> _読解文_:
§

日本小児理学療法学会 分科学会 シンポジウム5

我が国の小児理学療法の歩み

Fri. Jun 5, 2015 6:10 PM - 8:00 PM 第4会場 (ホールB7(2))

座長:中徹(群馬パース大学 保健科学部 理学療法学科)

[S-05-1] 療育と小児理学療法

井上保 (神奈川県立総合療育相談センター福祉医療部機能訓練科)

1972年に肢体不自由児施設である神奈川県立ゆうかり園に入職し,入園療育部門・通園療育部門・(超)早期療育部門・地域療育支援部門で療育チームの一員として理学療法に携わってきた。1970~80年代にかけて肢体不自由児施設は,①脳性まひ化・重度化・低年齢化の流れを一層加速し,②早期診断に引き続く早期治療に理学療法士による早期介入が精力的に展開されるようになった(いわゆる超早期療育)。一方,③脳性まひ児療育における多職種によるチームアプローチの重要性が提唱され,職種間の相互理解や連携のあり方が盛んに議論された。さらに,④入園(入所)療育から在宅療育・通所療育を主体とする地域療育体制へとその軸足が転換されていった時期でもあった。
幸いにもこのような時期に,在宅地域療育支援の視点から連携システム構築の過程に関与することができたことは貴重な経験となり,小児理学療法の幅を広げその基盤を作ってくれた。
1996年にゆうかり園は中央児童相談所・障害者更生相談所と併合され総合療育相談センターとなり,ますます児童福祉・障害福祉からの視点が尊重されるようになった。

§

> _課題について_:
療育と小児理学療法についての文章に基づいて答えてください。
1. 筆者が神奈川県立ゆうかり園に入職したのは何年ですか。
2. 多職種によるチームアプローチの重要性が提唱されたのは、どのような療育においてですか。
3. 1996年、ゆうかり園は何と併合されましたか。
この記録は、療育と小児理学療法についての文章とは別の資料です。

§

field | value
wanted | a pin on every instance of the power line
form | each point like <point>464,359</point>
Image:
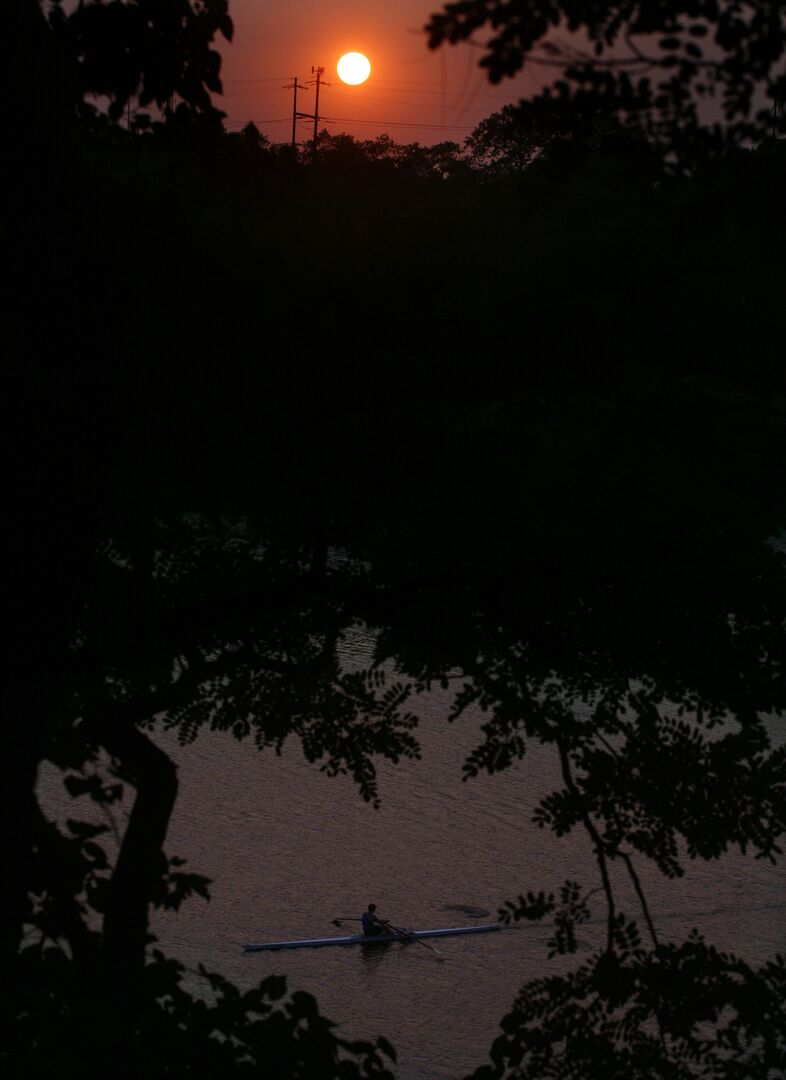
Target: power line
<point>393,123</point>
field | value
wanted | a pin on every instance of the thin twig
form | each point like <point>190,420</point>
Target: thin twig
<point>597,841</point>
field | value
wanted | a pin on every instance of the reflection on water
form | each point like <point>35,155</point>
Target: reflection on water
<point>289,850</point>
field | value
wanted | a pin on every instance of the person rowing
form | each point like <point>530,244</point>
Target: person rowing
<point>373,926</point>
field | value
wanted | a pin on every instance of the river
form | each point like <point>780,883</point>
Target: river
<point>289,849</point>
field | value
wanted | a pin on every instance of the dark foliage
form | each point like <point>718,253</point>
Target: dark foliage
<point>526,423</point>
<point>696,77</point>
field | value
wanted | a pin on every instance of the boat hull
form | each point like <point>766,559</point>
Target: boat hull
<point>377,940</point>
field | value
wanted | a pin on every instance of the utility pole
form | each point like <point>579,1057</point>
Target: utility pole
<point>294,86</point>
<point>317,81</point>
<point>319,71</point>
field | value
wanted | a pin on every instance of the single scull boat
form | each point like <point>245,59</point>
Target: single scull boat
<point>377,940</point>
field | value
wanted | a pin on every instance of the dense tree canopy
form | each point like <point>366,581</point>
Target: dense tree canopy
<point>555,484</point>
<point>693,76</point>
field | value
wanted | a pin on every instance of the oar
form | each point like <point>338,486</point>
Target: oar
<point>396,930</point>
<point>408,933</point>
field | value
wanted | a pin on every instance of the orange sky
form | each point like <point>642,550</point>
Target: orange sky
<point>414,94</point>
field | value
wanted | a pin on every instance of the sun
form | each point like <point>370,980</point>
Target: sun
<point>353,68</point>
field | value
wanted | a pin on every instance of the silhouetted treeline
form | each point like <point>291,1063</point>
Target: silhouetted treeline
<point>533,387</point>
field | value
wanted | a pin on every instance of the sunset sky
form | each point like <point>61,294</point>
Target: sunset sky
<point>412,93</point>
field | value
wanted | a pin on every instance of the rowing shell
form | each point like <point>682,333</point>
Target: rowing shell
<point>377,940</point>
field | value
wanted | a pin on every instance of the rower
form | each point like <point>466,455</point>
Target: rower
<point>371,923</point>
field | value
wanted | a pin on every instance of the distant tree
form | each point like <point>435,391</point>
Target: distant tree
<point>502,143</point>
<point>693,77</point>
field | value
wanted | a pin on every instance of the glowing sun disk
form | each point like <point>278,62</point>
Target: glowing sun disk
<point>353,68</point>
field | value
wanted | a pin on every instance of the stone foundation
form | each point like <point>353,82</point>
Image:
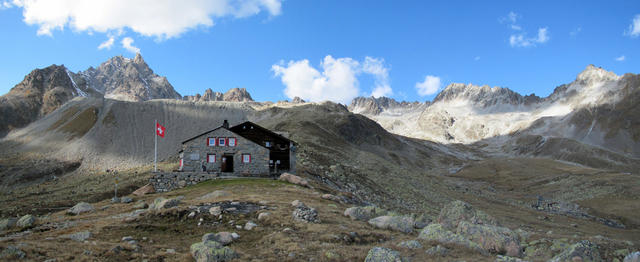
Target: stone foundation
<point>167,181</point>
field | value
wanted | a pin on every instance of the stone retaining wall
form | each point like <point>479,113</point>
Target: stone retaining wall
<point>164,182</point>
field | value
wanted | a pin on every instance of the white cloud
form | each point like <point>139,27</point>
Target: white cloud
<point>634,27</point>
<point>337,82</point>
<point>107,44</point>
<point>162,19</point>
<point>429,86</point>
<point>127,44</point>
<point>521,40</point>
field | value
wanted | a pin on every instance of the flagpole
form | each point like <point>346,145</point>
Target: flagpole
<point>155,151</point>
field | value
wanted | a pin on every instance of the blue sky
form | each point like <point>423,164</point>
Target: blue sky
<point>329,49</point>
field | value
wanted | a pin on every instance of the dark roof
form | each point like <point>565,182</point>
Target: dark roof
<point>243,123</point>
<point>263,129</point>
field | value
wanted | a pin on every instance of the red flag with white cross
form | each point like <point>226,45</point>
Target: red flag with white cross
<point>160,130</point>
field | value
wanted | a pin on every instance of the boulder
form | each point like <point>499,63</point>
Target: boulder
<point>455,212</point>
<point>215,194</point>
<point>78,236</point>
<point>26,221</point>
<point>211,251</point>
<point>293,179</point>
<point>437,232</point>
<point>398,223</point>
<point>305,214</point>
<point>494,239</point>
<point>161,202</point>
<point>632,257</point>
<point>80,208</point>
<point>381,254</point>
<point>583,251</point>
<point>146,189</point>
<point>437,251</point>
<point>12,253</point>
<point>7,223</point>
<point>364,213</point>
<point>223,238</point>
<point>410,244</point>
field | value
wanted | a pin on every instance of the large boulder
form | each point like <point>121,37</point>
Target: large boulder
<point>398,223</point>
<point>455,212</point>
<point>161,202</point>
<point>211,251</point>
<point>82,207</point>
<point>438,233</point>
<point>7,223</point>
<point>26,221</point>
<point>293,179</point>
<point>364,213</point>
<point>146,189</point>
<point>494,239</point>
<point>583,251</point>
<point>381,254</point>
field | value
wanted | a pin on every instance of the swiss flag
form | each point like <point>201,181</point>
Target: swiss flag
<point>159,130</point>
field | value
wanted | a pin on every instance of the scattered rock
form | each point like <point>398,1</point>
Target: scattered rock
<point>501,258</point>
<point>211,251</point>
<point>146,189</point>
<point>398,223</point>
<point>264,216</point>
<point>305,214</point>
<point>364,213</point>
<point>80,208</point>
<point>26,221</point>
<point>223,238</point>
<point>215,194</point>
<point>161,202</point>
<point>455,212</point>
<point>437,232</point>
<point>632,257</point>
<point>293,179</point>
<point>494,239</point>
<point>249,225</point>
<point>381,254</point>
<point>216,210</point>
<point>331,197</point>
<point>7,223</point>
<point>411,244</point>
<point>11,253</point>
<point>78,236</point>
<point>437,251</point>
<point>126,200</point>
<point>583,251</point>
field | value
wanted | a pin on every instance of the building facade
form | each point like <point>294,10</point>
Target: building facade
<point>246,149</point>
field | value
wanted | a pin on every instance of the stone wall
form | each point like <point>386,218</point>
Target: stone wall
<point>195,153</point>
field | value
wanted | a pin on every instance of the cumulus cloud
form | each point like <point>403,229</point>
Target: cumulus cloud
<point>162,19</point>
<point>429,86</point>
<point>521,40</point>
<point>335,80</point>
<point>107,44</point>
<point>634,27</point>
<point>127,43</point>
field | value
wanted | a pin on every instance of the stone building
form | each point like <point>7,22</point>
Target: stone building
<point>245,149</point>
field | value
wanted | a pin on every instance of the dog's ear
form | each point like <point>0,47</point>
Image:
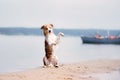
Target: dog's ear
<point>42,27</point>
<point>51,25</point>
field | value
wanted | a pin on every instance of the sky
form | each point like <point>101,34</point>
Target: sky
<point>61,13</point>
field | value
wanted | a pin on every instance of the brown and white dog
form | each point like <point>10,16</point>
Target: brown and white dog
<point>51,40</point>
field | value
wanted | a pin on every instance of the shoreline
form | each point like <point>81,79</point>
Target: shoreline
<point>74,71</point>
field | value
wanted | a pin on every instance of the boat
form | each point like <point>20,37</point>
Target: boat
<point>98,39</point>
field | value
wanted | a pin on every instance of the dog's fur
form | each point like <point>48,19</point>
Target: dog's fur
<point>51,40</point>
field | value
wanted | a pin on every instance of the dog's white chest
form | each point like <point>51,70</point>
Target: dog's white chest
<point>51,39</point>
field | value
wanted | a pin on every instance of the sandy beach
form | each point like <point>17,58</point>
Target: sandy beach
<point>73,71</point>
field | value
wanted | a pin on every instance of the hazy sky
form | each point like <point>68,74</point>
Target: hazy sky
<point>62,13</point>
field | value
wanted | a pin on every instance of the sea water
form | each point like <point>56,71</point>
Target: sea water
<point>18,53</point>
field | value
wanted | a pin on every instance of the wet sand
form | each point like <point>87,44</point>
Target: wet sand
<point>74,71</point>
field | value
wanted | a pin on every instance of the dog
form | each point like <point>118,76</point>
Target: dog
<point>51,40</point>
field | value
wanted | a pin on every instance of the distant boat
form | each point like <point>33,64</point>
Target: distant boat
<point>98,39</point>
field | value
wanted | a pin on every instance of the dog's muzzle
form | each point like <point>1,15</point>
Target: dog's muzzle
<point>49,31</point>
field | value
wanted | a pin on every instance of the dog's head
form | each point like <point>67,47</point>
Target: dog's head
<point>47,29</point>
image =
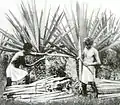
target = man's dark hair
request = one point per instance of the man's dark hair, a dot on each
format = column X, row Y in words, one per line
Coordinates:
column 88, row 41
column 27, row 46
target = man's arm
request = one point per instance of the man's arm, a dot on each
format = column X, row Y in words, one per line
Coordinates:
column 97, row 62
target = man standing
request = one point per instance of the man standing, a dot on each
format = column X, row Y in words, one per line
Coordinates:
column 90, row 58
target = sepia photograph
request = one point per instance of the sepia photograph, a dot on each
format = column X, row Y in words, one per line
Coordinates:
column 60, row 52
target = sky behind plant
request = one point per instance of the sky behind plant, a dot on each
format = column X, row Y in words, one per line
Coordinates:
column 13, row 5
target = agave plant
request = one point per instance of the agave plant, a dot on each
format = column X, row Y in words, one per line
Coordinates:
column 37, row 30
column 103, row 28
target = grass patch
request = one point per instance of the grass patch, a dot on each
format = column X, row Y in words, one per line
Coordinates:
column 70, row 101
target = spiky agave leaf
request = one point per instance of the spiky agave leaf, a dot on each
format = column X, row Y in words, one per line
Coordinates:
column 31, row 29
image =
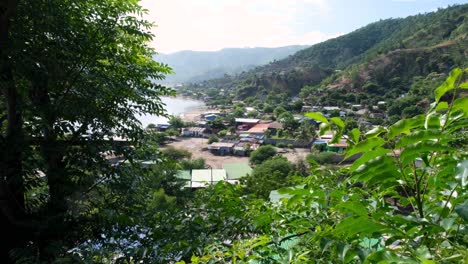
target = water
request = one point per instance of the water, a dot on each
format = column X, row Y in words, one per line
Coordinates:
column 175, row 106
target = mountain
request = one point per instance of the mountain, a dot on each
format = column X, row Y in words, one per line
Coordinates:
column 192, row 66
column 383, row 60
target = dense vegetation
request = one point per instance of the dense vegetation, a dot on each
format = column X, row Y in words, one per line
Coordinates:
column 75, row 74
column 381, row 61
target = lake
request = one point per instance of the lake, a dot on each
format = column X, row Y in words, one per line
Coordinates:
column 174, row 106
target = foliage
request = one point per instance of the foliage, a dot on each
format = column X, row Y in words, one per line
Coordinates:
column 213, row 139
column 74, row 76
column 402, row 201
column 267, row 176
column 261, row 154
column 193, row 164
column 176, row 122
column 321, row 157
column 176, row 154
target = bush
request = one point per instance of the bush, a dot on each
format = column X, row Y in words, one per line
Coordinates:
column 222, row 133
column 281, row 145
column 213, row 139
column 322, row 157
column 194, row 164
column 177, row 154
column 262, row 153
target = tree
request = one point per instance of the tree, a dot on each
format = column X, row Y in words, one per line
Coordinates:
column 278, row 111
column 267, row 176
column 262, row 153
column 176, row 122
column 74, row 75
column 358, row 213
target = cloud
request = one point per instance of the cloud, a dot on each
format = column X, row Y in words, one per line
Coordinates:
column 214, row 24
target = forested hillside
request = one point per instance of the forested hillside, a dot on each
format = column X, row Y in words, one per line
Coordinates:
column 191, row 66
column 384, row 58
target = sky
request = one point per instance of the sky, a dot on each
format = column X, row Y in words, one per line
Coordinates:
column 209, row 25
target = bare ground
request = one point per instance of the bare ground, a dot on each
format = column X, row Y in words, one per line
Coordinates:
column 196, row 146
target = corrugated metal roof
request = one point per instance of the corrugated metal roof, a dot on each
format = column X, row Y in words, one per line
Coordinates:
column 208, row 175
column 201, row 175
column 218, row 175
column 247, row 120
column 258, row 128
column 235, row 171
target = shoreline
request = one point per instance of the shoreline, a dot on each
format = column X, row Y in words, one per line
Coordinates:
column 194, row 114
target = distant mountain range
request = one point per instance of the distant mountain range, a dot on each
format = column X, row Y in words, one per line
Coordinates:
column 194, row 66
column 384, row 57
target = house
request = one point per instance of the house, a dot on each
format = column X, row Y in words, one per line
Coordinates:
column 377, row 115
column 306, row 108
column 210, row 117
column 339, row 147
column 162, row 127
column 331, row 108
column 258, row 129
column 235, row 171
column 193, row 132
column 274, row 126
column 204, row 177
column 246, row 123
column 221, row 148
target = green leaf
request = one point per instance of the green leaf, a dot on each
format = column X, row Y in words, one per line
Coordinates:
column 324, row 127
column 376, row 131
column 352, row 207
column 417, row 137
column 361, row 225
column 449, row 84
column 404, row 126
column 364, row 146
column 461, row 104
column 338, row 122
column 377, row 171
column 441, row 106
column 317, row 117
column 462, row 210
column 462, row 173
column 411, row 152
column 432, row 121
column 354, row 135
column 368, row 155
column 387, row 257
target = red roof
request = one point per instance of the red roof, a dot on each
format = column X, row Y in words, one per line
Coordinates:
column 258, row 128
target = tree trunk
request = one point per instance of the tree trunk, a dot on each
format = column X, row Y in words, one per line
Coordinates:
column 12, row 207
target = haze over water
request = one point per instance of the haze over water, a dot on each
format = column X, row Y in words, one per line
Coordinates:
column 174, row 106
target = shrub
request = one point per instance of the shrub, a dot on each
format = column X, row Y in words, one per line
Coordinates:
column 262, row 153
column 213, row 139
column 322, row 157
column 281, row 145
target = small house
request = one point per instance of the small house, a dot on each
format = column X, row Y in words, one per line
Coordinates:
column 246, row 123
column 221, row 148
column 210, row 117
column 193, row 132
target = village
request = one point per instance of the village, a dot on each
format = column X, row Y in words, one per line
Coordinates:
column 224, row 137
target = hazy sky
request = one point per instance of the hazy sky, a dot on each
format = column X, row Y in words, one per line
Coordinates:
column 215, row 24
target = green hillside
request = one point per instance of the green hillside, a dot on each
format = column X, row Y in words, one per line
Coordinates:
column 385, row 59
column 192, row 66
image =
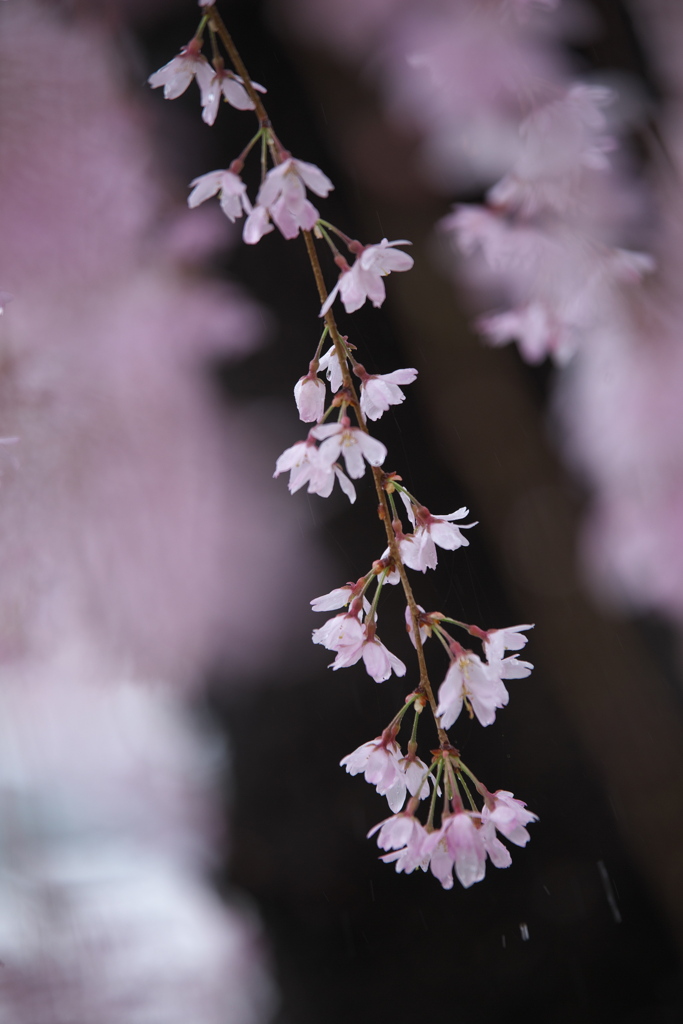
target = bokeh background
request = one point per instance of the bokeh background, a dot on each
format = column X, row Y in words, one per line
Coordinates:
column 178, row 842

§

> _課題の結果_:
1. 1972年
2. 脳性まひ児療育
3. 中央児童相談所・障害者更生相談所